What you need to do:
**a.** In the page excerpt on public transport funding below, what do cities that introduce very low fares without secured funding cut first?
**b.** Write the next part of the page excerpt on public transport funding below, beginning after its final sentence.

Page excerpt:

>>>>

Should Public Transport Make A Profit or Be Free Like Health and Education?

Key Takeaways

  • Public transport cannot make a system-wide profit due to car subsidies, community service obligations, political fare setting, and external dependencies.
  • Peak-hour services on busy routes should generate strong revenue or profits, funding off-peak and coverage services that serve social needs.
  • Treating public transport like free healthcare sounds appealing, but it leads to deferred maintenance, service stagnation, and worse outcomes.
  • Cities implementing very low fares without secured funding cut asset management budgets first, causing long-term deterioration that's initially invisible.
  • Low cost recovery systems are highly vulnerable to government budget crises, facing large fare hikes and service cuts when fiscal pressures mount.
  • High cost recovery acts as insurance, allowing systems to weather budget pressures without large service reductions or fare increases.
  • Cost recovery targets drive agencies to diversify revenue through property development, advertising, retail partnerships, and commercial innovation beyond just fares.
  • Strategic subsidies should fund capital investment, community obligations, and targeted concessions, not subsidise peak-hour commuters who can afford market fares.
  • Different services need different expectations: profitable peak services can cross-subsidise essential but unprofitable off-peak and coverage routes.
  • Financial sustainability isn't ideologically satisfying, but passengers need systems that work in reality, not theories that collapse under fiscal pressure.

Next Steps

Do you have a strategy for the financial sustainability of your public transport system?

Introduction

The debate about public transport funding often becomes stuck in a vicious, polarised discussion.

On one side, fiscal conservatives argue that public transport should operate like a business, covering its costs and ideally turning a profit. If it can't make money, they say, perhaps the market is telling us something about whether people actually want these services.

On the other side, progressive advocates push for public transport to be treated as essential social infrastructure, like healthcare or education, with low or even free fares funded through general taxation. Public transport provides social benefits beyond economics, they argue, so it deserves the same treatment as other public services.

Both positions sound reasonable in isolation. Both have devoted followers who are absolutely convinced they're right. And both are fundamentally wrong about how public transport actually works in the real world.

<<<<

Available data:
>>>>

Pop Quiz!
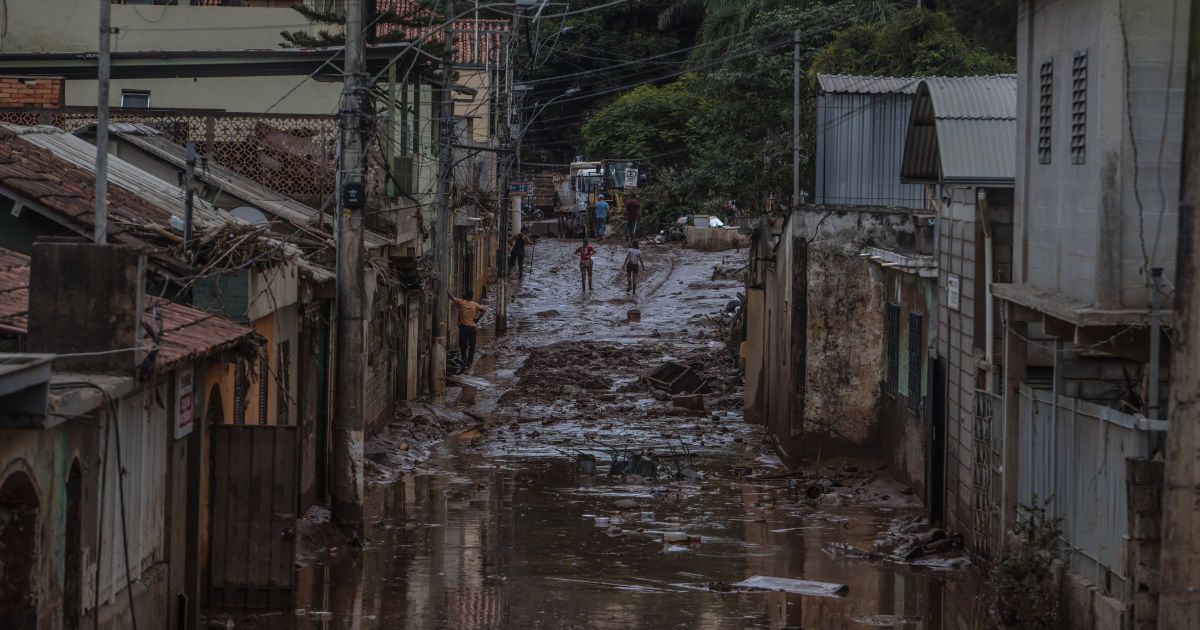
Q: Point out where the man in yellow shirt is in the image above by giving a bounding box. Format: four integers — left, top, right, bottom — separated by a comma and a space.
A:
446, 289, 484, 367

<<<<
>>>>

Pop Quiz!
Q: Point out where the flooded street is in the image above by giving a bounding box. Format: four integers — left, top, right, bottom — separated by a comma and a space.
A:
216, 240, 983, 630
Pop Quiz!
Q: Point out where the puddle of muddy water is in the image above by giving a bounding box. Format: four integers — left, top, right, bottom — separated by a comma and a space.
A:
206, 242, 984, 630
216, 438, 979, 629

<<<<

Answers for the exercise:
**a.** They cut asset management budgets first.

**b.**
What's missing from this debate is a clear-eyed analysis of what these approaches actually deliver. Not what they promise in theory, but what happens when cities try to implement them..

This blog takes a different approach. Instead of starting with ideology, we'll examine the reality of why public transport can't be profitable, why treating it like healthcare risks worsening outcomes, and what a pragmatic middle path looks like.

We'll explore how the right balance between cost recovery and subsidy is about building resilient systems that can survive fiscal pressures while continuing to expand and improve services for growing cities.

Should Public Transport Make A Profit?

Let's start with a simple fact: no public transport system in the world makes a profit when you account for all costs, both operations and capital. Sure, some systems cover their operating expenses, and a handful even generate surplus revenue that contributes toward capital costs. But full profitability? It doesn't exist.

You can find individual privately-run lines that turn a profit, but these are rare exceptions operating under very specific conditions. They typically serve high-demand corridors, face limited competition, and aren't burdened with the obligations that come with running a comprehensive public transport network.

So why can't public transport make money? Is it simply that people don't want it? Let's examine the real barriers.

The Car Subsidy Problem

From a pure market perspective, you might argue that public transport's dependence on government funding reveals a simple truth: people prefer cars. Low demand means low fares, which means losses. The market has spoken, and it doesn't want public transport.

This argument collapses the moment you examine how heavily subsidised car use actually is.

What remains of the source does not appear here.